*WHAT YOU NEED TO DO*
Count the lines in the items below that contain the string "fixture", treating case as significant, and give only the number.

*Data listing*
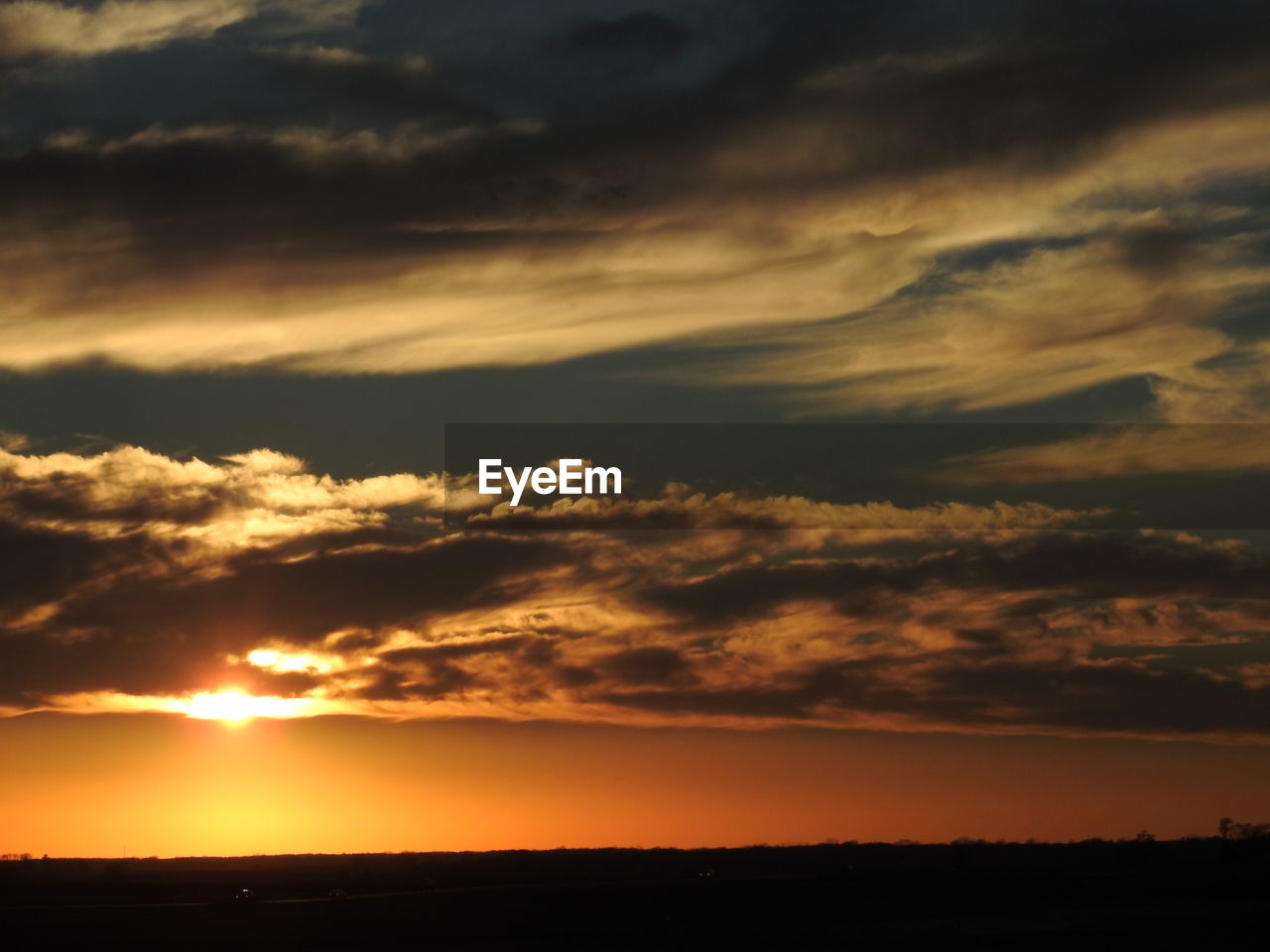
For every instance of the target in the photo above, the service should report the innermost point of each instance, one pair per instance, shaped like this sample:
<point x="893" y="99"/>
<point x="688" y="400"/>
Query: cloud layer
<point x="884" y="208"/>
<point x="140" y="583"/>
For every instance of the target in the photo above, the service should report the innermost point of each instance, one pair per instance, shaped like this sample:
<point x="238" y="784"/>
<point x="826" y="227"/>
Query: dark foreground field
<point x="1210" y="892"/>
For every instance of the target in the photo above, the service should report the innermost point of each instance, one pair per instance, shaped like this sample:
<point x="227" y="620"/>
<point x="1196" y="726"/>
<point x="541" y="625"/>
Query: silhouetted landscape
<point x="1209" y="890"/>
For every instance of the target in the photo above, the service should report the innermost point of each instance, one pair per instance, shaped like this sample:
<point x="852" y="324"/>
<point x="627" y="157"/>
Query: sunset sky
<point x="257" y="254"/>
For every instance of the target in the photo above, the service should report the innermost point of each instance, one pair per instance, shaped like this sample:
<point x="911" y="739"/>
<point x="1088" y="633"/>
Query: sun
<point x="235" y="707"/>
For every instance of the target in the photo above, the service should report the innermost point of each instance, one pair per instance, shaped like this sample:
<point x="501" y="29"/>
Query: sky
<point x="258" y="254"/>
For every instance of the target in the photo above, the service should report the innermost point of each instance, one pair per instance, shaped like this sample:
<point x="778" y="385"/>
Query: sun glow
<point x="234" y="706"/>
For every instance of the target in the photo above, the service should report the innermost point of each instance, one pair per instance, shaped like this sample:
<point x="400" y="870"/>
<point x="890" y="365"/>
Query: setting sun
<point x="234" y="706"/>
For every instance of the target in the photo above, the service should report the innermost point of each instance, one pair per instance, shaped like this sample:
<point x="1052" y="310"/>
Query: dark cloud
<point x="640" y="37"/>
<point x="647" y="665"/>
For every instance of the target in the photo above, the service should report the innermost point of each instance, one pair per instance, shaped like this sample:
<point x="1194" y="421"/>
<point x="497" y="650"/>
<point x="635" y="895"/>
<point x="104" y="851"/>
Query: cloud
<point x="1125" y="452"/>
<point x="40" y="28"/>
<point x="930" y="621"/>
<point x="861" y="209"/>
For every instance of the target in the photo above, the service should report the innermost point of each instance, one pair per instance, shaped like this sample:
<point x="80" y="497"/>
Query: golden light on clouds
<point x="234" y="706"/>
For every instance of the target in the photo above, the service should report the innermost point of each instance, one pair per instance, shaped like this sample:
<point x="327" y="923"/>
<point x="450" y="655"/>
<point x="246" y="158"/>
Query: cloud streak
<point x="934" y="621"/>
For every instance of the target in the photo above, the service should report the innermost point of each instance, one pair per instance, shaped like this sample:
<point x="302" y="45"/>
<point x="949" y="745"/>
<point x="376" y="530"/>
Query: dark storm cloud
<point x="1039" y="86"/>
<point x="1080" y="566"/>
<point x="307" y="588"/>
<point x="648" y="37"/>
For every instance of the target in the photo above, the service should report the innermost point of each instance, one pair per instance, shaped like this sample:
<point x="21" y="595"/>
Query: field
<point x="834" y="895"/>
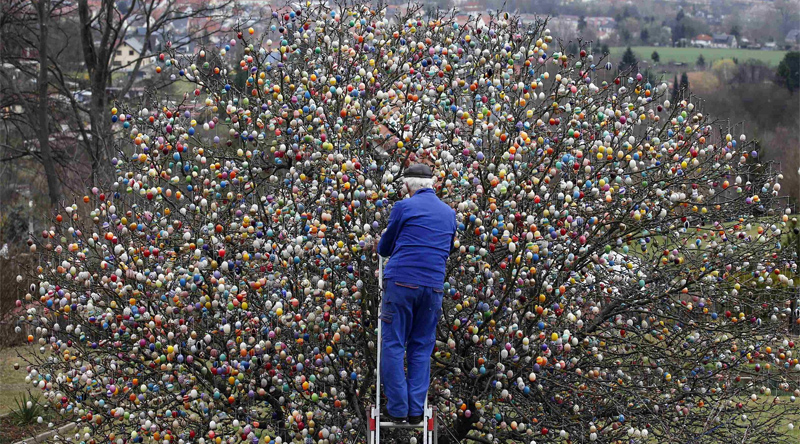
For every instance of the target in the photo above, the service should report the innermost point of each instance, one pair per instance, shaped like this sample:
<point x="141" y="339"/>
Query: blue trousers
<point x="409" y="315"/>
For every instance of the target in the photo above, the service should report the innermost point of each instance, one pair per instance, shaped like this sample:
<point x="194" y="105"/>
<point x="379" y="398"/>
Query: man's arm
<point x="455" y="230"/>
<point x="386" y="244"/>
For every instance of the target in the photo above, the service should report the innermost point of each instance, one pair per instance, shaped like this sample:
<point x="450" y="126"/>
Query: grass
<point x="689" y="55"/>
<point x="12" y="382"/>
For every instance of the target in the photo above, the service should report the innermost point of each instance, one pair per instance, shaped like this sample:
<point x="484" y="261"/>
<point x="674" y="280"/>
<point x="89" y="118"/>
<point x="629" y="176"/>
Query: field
<point x="12" y="382"/>
<point x="689" y="55"/>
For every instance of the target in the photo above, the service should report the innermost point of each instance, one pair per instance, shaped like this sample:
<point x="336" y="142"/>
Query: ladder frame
<point x="430" y="432"/>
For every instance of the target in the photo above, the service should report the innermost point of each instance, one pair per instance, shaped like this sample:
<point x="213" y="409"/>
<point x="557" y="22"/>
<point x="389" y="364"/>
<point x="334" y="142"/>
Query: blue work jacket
<point x="419" y="239"/>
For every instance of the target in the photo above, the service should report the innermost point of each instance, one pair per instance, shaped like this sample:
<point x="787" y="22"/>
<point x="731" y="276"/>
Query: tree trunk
<point x="43" y="132"/>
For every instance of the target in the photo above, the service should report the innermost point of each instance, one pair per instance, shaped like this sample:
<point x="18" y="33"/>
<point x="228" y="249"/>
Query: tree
<point x="628" y="60"/>
<point x="582" y="23"/>
<point x="675" y="88"/>
<point x="32" y="20"/>
<point x="102" y="33"/>
<point x="789" y="71"/>
<point x="618" y="266"/>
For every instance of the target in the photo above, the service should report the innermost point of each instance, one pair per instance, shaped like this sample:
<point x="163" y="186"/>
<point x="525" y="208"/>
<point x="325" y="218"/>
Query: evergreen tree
<point x="656" y="58"/>
<point x="675" y="90"/>
<point x="628" y="60"/>
<point x="684" y="82"/>
<point x="789" y="71"/>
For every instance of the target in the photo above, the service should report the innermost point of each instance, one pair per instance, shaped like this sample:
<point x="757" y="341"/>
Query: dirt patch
<point x="13" y="433"/>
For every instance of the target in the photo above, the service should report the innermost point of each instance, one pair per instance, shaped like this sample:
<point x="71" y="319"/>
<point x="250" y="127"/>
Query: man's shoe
<point x="393" y="419"/>
<point x="414" y="420"/>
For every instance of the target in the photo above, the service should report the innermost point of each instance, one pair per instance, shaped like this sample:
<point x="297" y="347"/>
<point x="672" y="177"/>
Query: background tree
<point x="628" y="60"/>
<point x="675" y="88"/>
<point x="620" y="266"/>
<point x="789" y="71"/>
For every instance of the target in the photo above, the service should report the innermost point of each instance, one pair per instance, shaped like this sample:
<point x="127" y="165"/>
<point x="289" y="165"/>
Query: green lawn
<point x="689" y="55"/>
<point x="12" y="382"/>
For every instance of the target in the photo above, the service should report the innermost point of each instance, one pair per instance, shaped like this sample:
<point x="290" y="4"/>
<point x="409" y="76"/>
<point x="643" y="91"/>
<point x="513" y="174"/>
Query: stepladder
<point x="428" y="425"/>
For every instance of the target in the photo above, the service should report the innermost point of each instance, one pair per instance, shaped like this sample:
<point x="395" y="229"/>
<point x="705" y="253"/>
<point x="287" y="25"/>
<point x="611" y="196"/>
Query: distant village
<point x="602" y="29"/>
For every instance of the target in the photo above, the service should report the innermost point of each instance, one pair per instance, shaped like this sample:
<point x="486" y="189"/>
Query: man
<point x="419" y="238"/>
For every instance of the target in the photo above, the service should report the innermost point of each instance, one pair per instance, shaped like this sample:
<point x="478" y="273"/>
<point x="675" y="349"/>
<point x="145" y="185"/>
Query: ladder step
<point x="391" y="425"/>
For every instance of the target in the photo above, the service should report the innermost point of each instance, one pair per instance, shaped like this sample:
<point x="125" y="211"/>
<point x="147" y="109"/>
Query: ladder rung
<point x="392" y="425"/>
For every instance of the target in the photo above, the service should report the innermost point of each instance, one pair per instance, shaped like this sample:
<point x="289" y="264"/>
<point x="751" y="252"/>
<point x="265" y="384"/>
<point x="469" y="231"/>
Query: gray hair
<point x="417" y="183"/>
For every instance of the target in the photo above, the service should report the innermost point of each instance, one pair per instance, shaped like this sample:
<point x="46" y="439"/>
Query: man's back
<point x="419" y="239"/>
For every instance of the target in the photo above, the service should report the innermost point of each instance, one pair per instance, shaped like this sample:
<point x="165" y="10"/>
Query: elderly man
<point x="419" y="239"/>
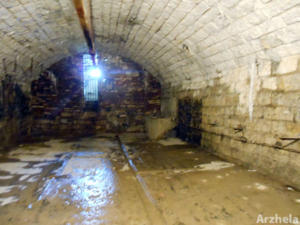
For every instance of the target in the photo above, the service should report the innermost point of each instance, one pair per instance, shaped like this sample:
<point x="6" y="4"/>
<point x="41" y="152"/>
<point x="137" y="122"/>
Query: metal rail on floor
<point x="159" y="214"/>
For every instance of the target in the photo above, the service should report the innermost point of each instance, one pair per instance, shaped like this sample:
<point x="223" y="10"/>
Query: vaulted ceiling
<point x="176" y="40"/>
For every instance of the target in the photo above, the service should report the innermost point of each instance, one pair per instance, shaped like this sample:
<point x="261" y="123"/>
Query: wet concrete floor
<point x="95" y="181"/>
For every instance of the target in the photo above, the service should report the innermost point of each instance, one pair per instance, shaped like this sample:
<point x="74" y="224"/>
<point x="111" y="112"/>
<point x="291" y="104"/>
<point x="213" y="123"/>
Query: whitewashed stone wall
<point x="246" y="112"/>
<point x="181" y="41"/>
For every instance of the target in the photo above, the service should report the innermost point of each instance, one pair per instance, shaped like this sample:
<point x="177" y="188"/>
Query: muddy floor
<point x="97" y="181"/>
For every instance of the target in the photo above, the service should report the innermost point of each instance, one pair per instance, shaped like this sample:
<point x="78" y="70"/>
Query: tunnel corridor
<point x="95" y="181"/>
<point x="173" y="112"/>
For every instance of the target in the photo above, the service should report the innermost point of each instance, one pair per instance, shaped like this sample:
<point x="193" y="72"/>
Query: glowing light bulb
<point x="95" y="72"/>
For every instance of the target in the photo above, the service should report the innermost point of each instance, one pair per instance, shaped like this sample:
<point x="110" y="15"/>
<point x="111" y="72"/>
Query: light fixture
<point x="95" y="72"/>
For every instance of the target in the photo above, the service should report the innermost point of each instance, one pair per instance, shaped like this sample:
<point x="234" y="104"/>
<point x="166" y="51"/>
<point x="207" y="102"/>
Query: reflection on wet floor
<point x="94" y="181"/>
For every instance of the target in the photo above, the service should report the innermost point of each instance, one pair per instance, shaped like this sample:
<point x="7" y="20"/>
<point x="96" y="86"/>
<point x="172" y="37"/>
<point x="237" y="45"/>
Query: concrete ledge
<point x="157" y="127"/>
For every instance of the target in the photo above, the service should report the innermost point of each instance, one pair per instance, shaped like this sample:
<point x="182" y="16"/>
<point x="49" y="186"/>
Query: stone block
<point x="157" y="127"/>
<point x="270" y="83"/>
<point x="288" y="65"/>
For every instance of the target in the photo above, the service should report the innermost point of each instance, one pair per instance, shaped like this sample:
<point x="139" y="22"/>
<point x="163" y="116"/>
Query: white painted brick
<point x="270" y="83"/>
<point x="288" y="65"/>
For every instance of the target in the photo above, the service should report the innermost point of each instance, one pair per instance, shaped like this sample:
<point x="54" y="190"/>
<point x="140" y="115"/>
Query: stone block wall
<point x="244" y="115"/>
<point x="126" y="95"/>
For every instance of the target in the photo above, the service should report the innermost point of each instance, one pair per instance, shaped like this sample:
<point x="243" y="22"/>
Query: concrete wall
<point x="243" y="114"/>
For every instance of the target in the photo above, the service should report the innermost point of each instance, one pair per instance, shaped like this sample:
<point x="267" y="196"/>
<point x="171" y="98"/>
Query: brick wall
<point x="15" y="118"/>
<point x="127" y="95"/>
<point x="243" y="115"/>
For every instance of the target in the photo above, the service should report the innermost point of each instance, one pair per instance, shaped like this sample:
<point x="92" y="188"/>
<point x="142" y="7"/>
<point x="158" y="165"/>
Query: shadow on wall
<point x="14" y="113"/>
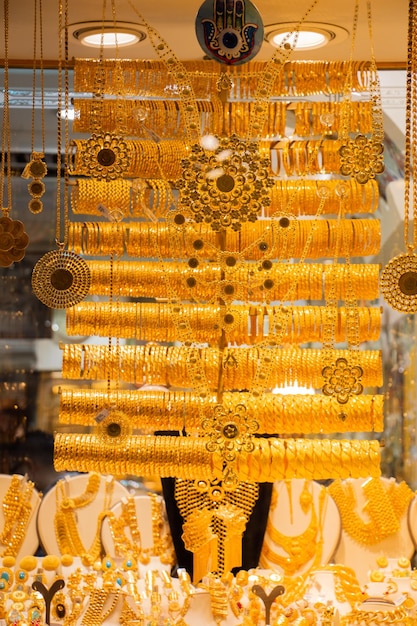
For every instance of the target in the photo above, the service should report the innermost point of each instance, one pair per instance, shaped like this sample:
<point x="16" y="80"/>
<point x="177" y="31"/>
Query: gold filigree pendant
<point x="398" y="283"/>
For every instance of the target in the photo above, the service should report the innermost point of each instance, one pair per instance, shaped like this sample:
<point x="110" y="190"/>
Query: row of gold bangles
<point x="119" y="199"/>
<point x="163" y="116"/>
<point x="313" y="239"/>
<point x="305" y="281"/>
<point x="149" y="411"/>
<point x="242" y="323"/>
<point x="169" y="366"/>
<point x="297" y="77"/>
<point x="301" y="197"/>
<point x="322" y="117"/>
<point x="187" y="457"/>
<point x="139" y="455"/>
<point x="314" y="77"/>
<point x="304" y="157"/>
<point x="146" y="158"/>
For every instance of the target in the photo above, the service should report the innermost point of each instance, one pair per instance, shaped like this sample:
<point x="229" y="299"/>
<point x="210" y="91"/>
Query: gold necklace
<point x="215" y="520"/>
<point x="17" y="509"/>
<point x="36" y="168"/>
<point x="300" y="548"/>
<point x="399" y="277"/>
<point x="61" y="278"/>
<point x="94" y="615"/>
<point x="13" y="238"/>
<point x="384" y="506"/>
<point x="66" y="527"/>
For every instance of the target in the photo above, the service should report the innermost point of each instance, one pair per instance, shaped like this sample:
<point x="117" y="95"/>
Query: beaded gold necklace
<point x="66" y="528"/>
<point x="399" y="277"/>
<point x="299" y="549"/>
<point x="384" y="507"/>
<point x="17" y="509"/>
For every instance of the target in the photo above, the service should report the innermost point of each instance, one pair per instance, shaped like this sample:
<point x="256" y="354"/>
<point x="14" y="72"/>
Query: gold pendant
<point x="398" y="283"/>
<point x="61" y="279"/>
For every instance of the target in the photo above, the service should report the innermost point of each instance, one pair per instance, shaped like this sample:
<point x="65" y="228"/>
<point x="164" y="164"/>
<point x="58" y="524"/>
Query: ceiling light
<point x="107" y="34"/>
<point x="310" y="35"/>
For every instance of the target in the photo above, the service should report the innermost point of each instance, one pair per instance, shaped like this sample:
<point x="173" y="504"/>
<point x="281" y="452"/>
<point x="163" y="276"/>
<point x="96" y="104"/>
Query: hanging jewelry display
<point x="13" y="238"/>
<point x="229" y="274"/>
<point x="36" y="168"/>
<point x="399" y="277"/>
<point x="362" y="157"/>
<point x="61" y="278"/>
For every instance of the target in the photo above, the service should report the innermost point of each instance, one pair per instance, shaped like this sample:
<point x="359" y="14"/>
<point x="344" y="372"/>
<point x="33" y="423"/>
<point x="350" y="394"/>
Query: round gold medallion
<point x="61" y="279"/>
<point x="398" y="283"/>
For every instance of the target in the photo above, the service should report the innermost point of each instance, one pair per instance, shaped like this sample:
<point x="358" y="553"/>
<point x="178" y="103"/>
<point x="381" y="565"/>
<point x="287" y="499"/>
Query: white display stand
<point x="87" y="516"/>
<point x="412" y="521"/>
<point x="362" y="558"/>
<point x="143" y="507"/>
<point x="31" y="540"/>
<point x="322" y="590"/>
<point x="291" y="520"/>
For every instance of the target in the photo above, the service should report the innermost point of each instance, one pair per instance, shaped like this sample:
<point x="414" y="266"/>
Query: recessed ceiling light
<point x="107" y="34"/>
<point x="309" y="36"/>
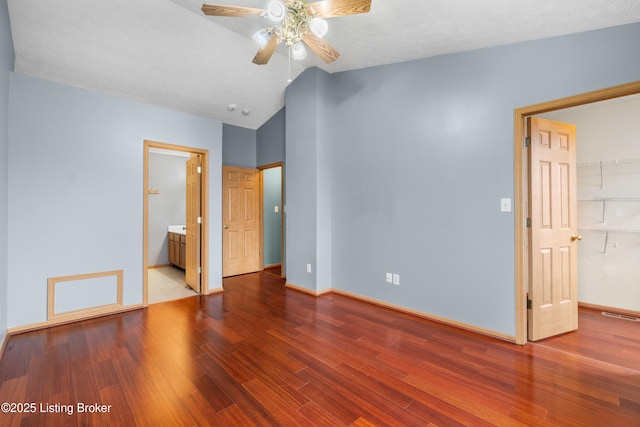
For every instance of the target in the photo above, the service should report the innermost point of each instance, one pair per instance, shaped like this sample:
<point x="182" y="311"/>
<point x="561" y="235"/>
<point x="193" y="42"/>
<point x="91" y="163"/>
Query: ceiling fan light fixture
<point x="262" y="38"/>
<point x="319" y="27"/>
<point x="276" y="11"/>
<point x="298" y="51"/>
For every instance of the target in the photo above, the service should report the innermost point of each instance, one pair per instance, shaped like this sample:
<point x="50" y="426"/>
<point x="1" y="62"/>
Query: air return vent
<point x="620" y="316"/>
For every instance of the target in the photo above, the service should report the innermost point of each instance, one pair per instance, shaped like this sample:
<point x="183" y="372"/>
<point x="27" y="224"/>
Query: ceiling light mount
<point x="296" y="23"/>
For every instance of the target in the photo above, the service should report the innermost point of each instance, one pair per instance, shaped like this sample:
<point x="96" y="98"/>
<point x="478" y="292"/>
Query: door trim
<point x="282" y="250"/>
<point x="204" y="210"/>
<point x="520" y="184"/>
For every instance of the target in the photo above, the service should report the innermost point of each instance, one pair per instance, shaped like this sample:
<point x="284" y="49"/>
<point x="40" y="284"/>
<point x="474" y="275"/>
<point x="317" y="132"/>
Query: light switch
<point x="505" y="205"/>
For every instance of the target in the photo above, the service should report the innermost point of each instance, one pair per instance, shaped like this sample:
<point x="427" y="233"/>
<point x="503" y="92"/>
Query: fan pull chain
<point x="289" y="81"/>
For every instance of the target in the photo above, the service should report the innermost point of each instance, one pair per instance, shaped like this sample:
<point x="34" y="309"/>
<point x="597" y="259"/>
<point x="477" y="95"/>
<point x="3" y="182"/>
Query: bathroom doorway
<point x="273" y="218"/>
<point x="175" y="243"/>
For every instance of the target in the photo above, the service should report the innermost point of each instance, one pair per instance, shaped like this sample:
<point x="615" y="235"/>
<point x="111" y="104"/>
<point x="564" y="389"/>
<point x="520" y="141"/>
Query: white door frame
<point x="520" y="184"/>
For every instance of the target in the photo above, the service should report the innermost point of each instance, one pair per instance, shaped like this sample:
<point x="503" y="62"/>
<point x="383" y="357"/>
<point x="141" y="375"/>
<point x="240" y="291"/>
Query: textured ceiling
<point x="167" y="53"/>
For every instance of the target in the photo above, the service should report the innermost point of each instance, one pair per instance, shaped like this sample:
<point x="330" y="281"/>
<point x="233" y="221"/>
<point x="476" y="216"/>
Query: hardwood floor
<point x="260" y="354"/>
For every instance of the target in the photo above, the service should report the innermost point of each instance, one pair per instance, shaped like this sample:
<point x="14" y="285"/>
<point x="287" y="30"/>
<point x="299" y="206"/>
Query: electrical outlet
<point x="505" y="205"/>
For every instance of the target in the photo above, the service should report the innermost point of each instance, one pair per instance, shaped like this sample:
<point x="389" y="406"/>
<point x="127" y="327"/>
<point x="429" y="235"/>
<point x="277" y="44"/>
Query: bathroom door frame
<point x="204" y="206"/>
<point x="282" y="213"/>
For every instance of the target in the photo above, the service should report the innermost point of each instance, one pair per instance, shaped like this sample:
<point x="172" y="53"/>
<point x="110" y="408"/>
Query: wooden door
<point x="194" y="220"/>
<point x="240" y="220"/>
<point x="553" y="231"/>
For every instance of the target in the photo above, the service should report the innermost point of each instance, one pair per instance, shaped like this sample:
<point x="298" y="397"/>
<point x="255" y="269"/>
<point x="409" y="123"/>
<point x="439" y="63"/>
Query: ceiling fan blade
<point x="320" y="47"/>
<point x="264" y="54"/>
<point x="333" y="8"/>
<point x="221" y="10"/>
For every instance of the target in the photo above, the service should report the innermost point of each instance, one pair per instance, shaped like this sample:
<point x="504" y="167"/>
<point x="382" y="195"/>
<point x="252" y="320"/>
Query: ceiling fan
<point x="295" y="23"/>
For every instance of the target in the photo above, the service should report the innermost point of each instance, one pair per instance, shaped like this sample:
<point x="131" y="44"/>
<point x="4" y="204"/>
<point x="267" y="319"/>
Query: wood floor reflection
<point x="260" y="354"/>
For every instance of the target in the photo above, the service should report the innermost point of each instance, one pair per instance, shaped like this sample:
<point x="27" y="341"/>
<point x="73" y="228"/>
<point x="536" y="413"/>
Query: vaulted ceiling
<point x="168" y="53"/>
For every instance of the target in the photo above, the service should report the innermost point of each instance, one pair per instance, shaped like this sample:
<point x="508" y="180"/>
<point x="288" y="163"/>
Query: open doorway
<point x="520" y="167"/>
<point x="273" y="218"/>
<point x="175" y="222"/>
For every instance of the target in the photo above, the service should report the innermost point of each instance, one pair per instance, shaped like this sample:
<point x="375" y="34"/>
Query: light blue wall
<point x="76" y="183"/>
<point x="270" y="140"/>
<point x="301" y="179"/>
<point x="239" y="146"/>
<point x="168" y="175"/>
<point x="417" y="156"/>
<point x="6" y="65"/>
<point x="272" y="179"/>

*THE SOLUTION*
2